All records are to be retyped faithfully and completely.
++++ The records
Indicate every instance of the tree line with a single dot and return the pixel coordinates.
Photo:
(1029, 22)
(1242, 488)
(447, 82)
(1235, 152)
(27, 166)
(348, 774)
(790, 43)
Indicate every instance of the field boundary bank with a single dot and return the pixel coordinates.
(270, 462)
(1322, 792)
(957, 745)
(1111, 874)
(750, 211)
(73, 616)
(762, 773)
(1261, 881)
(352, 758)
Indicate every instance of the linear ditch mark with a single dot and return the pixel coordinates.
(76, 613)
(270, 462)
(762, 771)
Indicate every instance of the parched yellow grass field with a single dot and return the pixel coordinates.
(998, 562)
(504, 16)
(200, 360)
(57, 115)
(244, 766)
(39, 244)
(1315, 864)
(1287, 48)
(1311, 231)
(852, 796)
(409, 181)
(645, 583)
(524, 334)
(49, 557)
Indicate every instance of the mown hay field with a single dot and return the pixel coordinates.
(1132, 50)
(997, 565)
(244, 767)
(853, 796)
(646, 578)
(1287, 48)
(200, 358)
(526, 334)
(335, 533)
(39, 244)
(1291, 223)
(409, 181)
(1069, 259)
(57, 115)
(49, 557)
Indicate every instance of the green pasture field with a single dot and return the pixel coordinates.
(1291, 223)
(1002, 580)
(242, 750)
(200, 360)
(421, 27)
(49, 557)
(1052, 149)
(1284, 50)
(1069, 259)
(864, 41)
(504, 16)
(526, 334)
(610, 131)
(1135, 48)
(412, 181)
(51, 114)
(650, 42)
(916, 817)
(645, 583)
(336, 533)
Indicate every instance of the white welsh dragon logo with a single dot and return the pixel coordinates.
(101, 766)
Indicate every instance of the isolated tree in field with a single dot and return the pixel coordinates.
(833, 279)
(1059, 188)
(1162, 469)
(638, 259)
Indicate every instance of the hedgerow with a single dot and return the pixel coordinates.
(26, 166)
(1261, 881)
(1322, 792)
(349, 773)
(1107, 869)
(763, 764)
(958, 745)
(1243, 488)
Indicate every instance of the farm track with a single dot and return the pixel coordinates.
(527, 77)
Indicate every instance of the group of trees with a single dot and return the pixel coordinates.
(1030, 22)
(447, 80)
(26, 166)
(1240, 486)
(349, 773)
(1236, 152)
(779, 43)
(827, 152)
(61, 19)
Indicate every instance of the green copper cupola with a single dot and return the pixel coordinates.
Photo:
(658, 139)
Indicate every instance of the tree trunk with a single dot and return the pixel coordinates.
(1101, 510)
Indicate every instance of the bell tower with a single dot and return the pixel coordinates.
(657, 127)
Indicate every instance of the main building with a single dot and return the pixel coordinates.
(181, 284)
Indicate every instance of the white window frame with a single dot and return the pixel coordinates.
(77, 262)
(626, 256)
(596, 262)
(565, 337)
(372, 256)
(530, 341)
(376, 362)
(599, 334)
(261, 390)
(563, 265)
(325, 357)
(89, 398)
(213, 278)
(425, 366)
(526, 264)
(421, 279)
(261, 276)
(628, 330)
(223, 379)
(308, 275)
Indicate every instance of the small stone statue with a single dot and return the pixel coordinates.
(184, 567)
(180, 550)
++++++++
Answer
Indicate every instance of the tree line with a single dot and return the pixel coordinates.
Photo:
(1029, 22)
(1242, 488)
(447, 82)
(1235, 152)
(27, 166)
(348, 774)
(790, 43)
Indicate every instance of the field boundary bank with a single dot and return the pixel coordinates.
(270, 462)
(1322, 792)
(957, 745)
(1111, 874)
(750, 211)
(73, 616)
(762, 773)
(1261, 881)
(352, 758)
Indicate every instance of the linear ditch mark with a single dot and return the pixel coordinates.
(76, 613)
(270, 462)
(762, 771)
Indicate every instance of the parched yellow grass field with a single dot and return the pixel coordinates.
(998, 562)
(504, 16)
(200, 360)
(57, 115)
(244, 766)
(39, 244)
(1315, 864)
(1287, 48)
(1311, 231)
(852, 796)
(409, 181)
(645, 583)
(524, 334)
(49, 557)
Indicate every instance of the mown hay field with a single dot and return the pixel coordinates.
(1132, 50)
(997, 565)
(244, 767)
(853, 796)
(646, 578)
(1287, 48)
(200, 358)
(526, 334)
(335, 533)
(39, 244)
(1291, 223)
(409, 181)
(1069, 259)
(57, 115)
(49, 557)
Indicate every instance of the green pasture field with a single dot and return the pixel coordinates.
(1291, 223)
(1002, 580)
(242, 750)
(200, 360)
(421, 27)
(49, 557)
(1052, 149)
(1284, 50)
(1069, 259)
(864, 41)
(504, 16)
(526, 334)
(610, 131)
(1135, 48)
(412, 181)
(51, 114)
(650, 42)
(916, 817)
(645, 583)
(336, 533)
Indicate every instance of the white welsh dragon logo with a single dot and return the pixel coordinates.
(101, 766)
Indicate every instance of the isolated tree in field with a single dot and return the pixel coordinates.
(833, 279)
(1059, 188)
(1162, 469)
(638, 259)
Indicate every instance of the hedgerow with a single dot and return the pixel coordinates.
(26, 166)
(1261, 881)
(1322, 792)
(349, 773)
(1107, 869)
(763, 764)
(958, 745)
(1243, 488)
Indicate every instance of the farm track with a single dot and return the pixel coordinates.
(527, 77)
Indicate every instance of the group of trees with a single dot and return the pixel coordinates.
(1030, 22)
(447, 80)
(26, 166)
(1240, 486)
(349, 773)
(1236, 152)
(779, 43)
(827, 152)
(61, 19)
Indicate every instance of the green copper cupola with a single dot and return the pixel coordinates.
Photo:
(658, 139)
Indicate every instance of the tree trunk with a single dot and return the pixel coordinates.
(1101, 510)
Indicate every instance of the bell tower with a single dot and return the pixel coordinates.
(657, 127)
Indicate every instance of the main building with a single dot and return the pixel coordinates.
(181, 284)
Indicate every instance of the white window frame with a single dot and return the pixel coordinates.
(77, 262)
(626, 256)
(596, 262)
(565, 337)
(372, 256)
(530, 341)
(376, 362)
(599, 334)
(261, 390)
(563, 265)
(325, 357)
(89, 398)
(213, 278)
(425, 366)
(526, 264)
(421, 279)
(261, 276)
(628, 330)
(223, 379)
(308, 275)
Indicate every instance of the small stone statue with a single dot and return the pixel coordinates.
(184, 567)
(180, 550)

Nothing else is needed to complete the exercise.